____ TEXTO DE LEITURA

Uma das principais mentes por trás do Plano Real, que pôs fim à era da hiperinflação, economista diz que problemas hoje são mais fáceis de ser resolvidos
Por Machado da Costa / Revista Veja
Há 25 anos, um dos planos econômicos mais mirabolantes da história moderna — não só do Brasil, mas do mundo — atingia o seu ponto culminante, com o lançamento de uma nova moeda, que tomava emprestado o próprio nome. Cercado de desconfiança por parte da classe política, o Plano Real aliava intervenções na economia a reformas liberais para finalmente acabar com mais de uma década de hiperinflação no Brasil. Seus idealizadores viraram referências. Onze anos antes disso, Persio Arida fora, ao lado de André Lara Resende, o formulador de um projeto embrionário que seria lapidado somente em 1993, no governo de Itamar Franco, que tinha Fernando Henrique Cardoso como ministro da Fazenda. O economista, de 67 anos, recebeu VEJA, na terça-¬feira 25, em seu apartamento, na capital paulista, e relembrou o momento político vivido pelo país no período de lançamento do Real. Ao comparar aquela situação com a atual, disse que os problemas de hoje são mais fáceis de ser resolvidos. A reforma da Previdência, porém, frisou Arida, não será suficiente para solucioná-los.
• Os desafios da economia antes do Plano Real eram mais complexos que os de agora?
No lançamento do Real houve duas batalhas. A primeira era convencer a opinião pública a nos apoiar, depois de uma série de planos para acabar com a hiperinflação que fracassaram. A segunda era dar sustentabilidade à baixa inflação. Inflação baixa se consegue por várias formas, mas sustentá-la em níveis aceitáveis é muito difícil. Essas duas vitórias precisam ser celebradas, pois o cenário externo naquele momento era bastante adverso, com crise no México, na Rússia, crise cambial… e ainda teve o apagão. Durante os nove anos de Fernando Henrique Cardoso — oito na Presidência mais um antes, como ministro da Fazenda —, a situação macroeconômica foi muito difícil. Hoje, o cenário é bem mais tranquilo. E, do ponto de vista do Congresso, havia uma oposição muito mais organizada e aguerrida naquela época.
• O senhor se refere ao PT e ao ex-presidente Lula?
Certamente o Lula teria ganho a eleição se não fosse o Plano Real. Ele era o líder inconteste. O PT tinha um peso nos debates, no Parlamento e na opinião pública. Enfrentávamos uma oposição de esquerda aguerrida. A única coisa que tínhamos mais favorável do que o governo atual era uma fragmentação partidária menor. Mas existia muito mais resistência às reformas que sustentaram o Plano Real. Curiosamente, a maior oposição foi do PSDB de São Paulo, pois queríamos privatizar os bancos estaduais. Ocorria, muitas vezes, uma incompreensão do que eram as reformas modernizantes dentro do próprio grupo que sustentava o governo.

________

# PEDIDO ESCRITO A
Responda, com base na entrevista sobre o Plano Real:
(i) Qual é a idade de Persio Arida?
(ii) Segundo Arida, que condição era mais favorável na época do Real do que no governo atual?
(iii) De qual partido veio a maior oposição às reformas, segundo ele?
# PEDIDO ESCRITO B
Coloque numa lista JSON de strings, uma por linha e sem linhas em branco, os registros desde o início até a linha que contém "point(321, 292)", inclusive. Deixe as imagens de fora da resposta.

____ DADOS

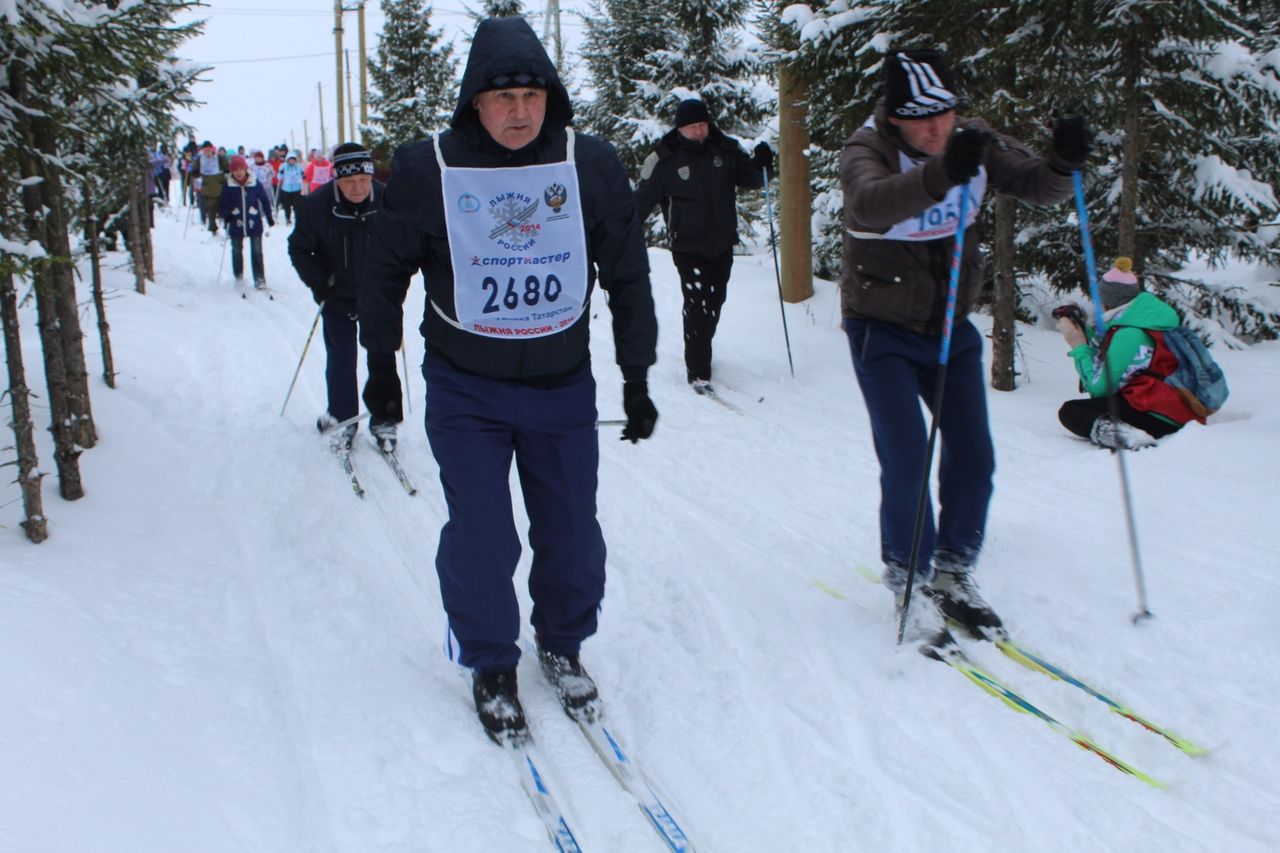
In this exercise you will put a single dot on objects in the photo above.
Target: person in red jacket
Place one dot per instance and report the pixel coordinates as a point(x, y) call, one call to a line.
point(318, 173)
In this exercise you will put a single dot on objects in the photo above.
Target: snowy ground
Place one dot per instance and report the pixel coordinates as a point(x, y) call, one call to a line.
point(220, 648)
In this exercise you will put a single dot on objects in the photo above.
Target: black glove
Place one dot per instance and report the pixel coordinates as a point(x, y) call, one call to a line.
point(383, 395)
point(763, 159)
point(641, 414)
point(964, 154)
point(1073, 140)
point(321, 292)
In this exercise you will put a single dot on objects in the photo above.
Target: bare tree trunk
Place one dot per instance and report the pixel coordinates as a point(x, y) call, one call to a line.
point(65, 455)
point(795, 203)
point(23, 436)
point(63, 270)
point(133, 228)
point(149, 223)
point(1004, 328)
point(1004, 313)
point(1130, 153)
point(95, 261)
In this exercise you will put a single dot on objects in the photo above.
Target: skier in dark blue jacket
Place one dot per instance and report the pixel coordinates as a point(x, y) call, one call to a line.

________

# RESPOSTA ESCRITA A
(i) 67 anos.
(ii) Uma fragmentação partidária menor.
(iii) Do PSDB de São Paulo.

# RESPOSTA ESCRITA B
[
  "In this exercise you will put a single dot on objects in the photo above.",
  "Target: person in red jacket",
  "Place one dot per instance and report the pixel coordinates as a point(x, y) call, one call to a line.",
  "point(318, 173)",
  "In this exercise you will put a single dot on objects in the photo above.",
  "Target: snowy ground",
  "Place one dot per instance and report the pixel coordinates as a point(x, y) call, one call to a line.",
  "point(220, 648)",
  "In this exercise you will put a single dot on objects in the photo above.",
  "Target: black glove",
  "Place one dot per instance and report the pixel coordinates as a point(x, y) call, one call to a line.",
  "point(383, 395)",
  "point(763, 159)",
  "point(641, 414)",
  "point(964, 154)",
  "point(1073, 140)",
  "point(321, 292)"
]